Alice Hoffman wrote a story called Seventh Heaven. It’s about a suburban
community in Long Island, near Levittown. It’s the kind of community that
popped up all over America after World War II, like Levittown. Tract homes,
affordable for first-time homeowners. Streets that never go straight, but
change directions, winding around in loops to make sure you won’t drive too
fast, but also ensuring you will get lost. Sidewalks everywhere for strollers
and tricycles, to keep the kids safe. All the houses look alike, so newcomers
driving into the neighborhood get confused about where they are. Neighbors can
walk into each other’s homes and know just where everything is, because it is
exactly the same as their own house.
The story takes place at the end of 1959 and the beginning of 1960, a
time when the world is on the verge of change. And the people in this community
are a little confused.
They are confused because they have always followed the rules. They have
done what they are supposed to do. They got married, had two or three kids. The
men work hard at their jobs and the women work hard at home. The children watch
TV, but not too much TV. The men drink an occasional beer together, but not too
much beer. The women chat together during the day – about the kids, about the
PTA, about recipes. And they don’t bother each other once their husbands get
home from work. Everyone does their part.
But problems start to come to the neighborhood, and they can’t figure
out why, because they have always followed the rules. You’re supposed to be
rewarded for following the rules, not punished. What could they have done
wrong?
There is a woman named Donna. She has a husband and three kids. She does
everything she is supposed to do, just as she has for the eight years of her
marriage. Her family always has clean and mended clothes, nutritious and tasty
meals. Everything has a place in her house, and she makes sure everything is in
its place. She goes about her work quietly, so quietly that no one really sees
her anymore. Her kids, her husband, even her friends. They don’t see her, which
is interesting. Because for a number of years now Donna has been eating for
comfort. Emotional eating is what it’s called now. And she has grown quite
large. But she keeps her head down and she tends to her work.
One day the washing machine breaks down and she calls a repairman.
Something extraordinary happens. This stranger, the repairman, he sees her. He
has no untoward intentions, but he looks at Donna and says, “I can tell you
work hard. You’re somebody who really cares.” And Donna cannot remain the same
after this, because she knows she has been seen. And because now, for the first
time, she realizes that no one else sees her.
And so slowly, quietly, Donna begins to break the rules. She can no
longer live within the confines of these rules because she sees now that it is
slowly killing her spirit.
It was Donna I thought of when I read the story about the crippled woman
in the synagogue. Because I wonder what that woman had been thinking for 18
long years. Had she always assumed, without question, that being bent over,
unable to stand up straight, was just her place in the world? had she learned
through experience that her bent posture was the role she was born to play? Did
everyone in her community expect this of her?

## ENTRIES PROVIDED
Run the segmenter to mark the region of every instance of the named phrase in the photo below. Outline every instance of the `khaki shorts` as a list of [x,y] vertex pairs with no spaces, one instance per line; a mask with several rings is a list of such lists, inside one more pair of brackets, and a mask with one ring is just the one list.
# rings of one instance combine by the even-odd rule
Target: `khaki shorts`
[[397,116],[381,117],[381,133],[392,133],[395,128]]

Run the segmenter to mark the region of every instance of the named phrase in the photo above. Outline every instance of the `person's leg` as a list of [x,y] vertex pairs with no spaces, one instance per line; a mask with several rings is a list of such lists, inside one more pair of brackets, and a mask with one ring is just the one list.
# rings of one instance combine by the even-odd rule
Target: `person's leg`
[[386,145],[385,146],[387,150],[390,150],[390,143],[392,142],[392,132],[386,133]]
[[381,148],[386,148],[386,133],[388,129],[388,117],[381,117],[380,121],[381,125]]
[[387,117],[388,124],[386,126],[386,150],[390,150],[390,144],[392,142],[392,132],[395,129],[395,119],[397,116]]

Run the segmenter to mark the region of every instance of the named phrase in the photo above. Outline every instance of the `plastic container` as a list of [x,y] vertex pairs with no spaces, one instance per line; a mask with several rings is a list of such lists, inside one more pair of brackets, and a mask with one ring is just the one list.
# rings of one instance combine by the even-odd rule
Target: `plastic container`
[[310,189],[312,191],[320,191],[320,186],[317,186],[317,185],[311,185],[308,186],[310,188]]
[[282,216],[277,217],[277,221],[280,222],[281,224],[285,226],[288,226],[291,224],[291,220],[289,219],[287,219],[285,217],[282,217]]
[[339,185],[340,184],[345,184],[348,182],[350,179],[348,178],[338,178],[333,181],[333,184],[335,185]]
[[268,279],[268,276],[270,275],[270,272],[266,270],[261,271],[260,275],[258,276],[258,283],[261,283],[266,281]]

## GIVEN EXERCISE
Copy the passage about Seventh Heaven, starting with "The story takes" and going on through "a little confused.", and swap "verge" for "brink". The listing isn't needed for any of this work.

## THE ANSWER
The story takes place at the end of 1959 and the beginning of 1960, a
time when the world is on the brink of change. And the people in this community
are a little confused.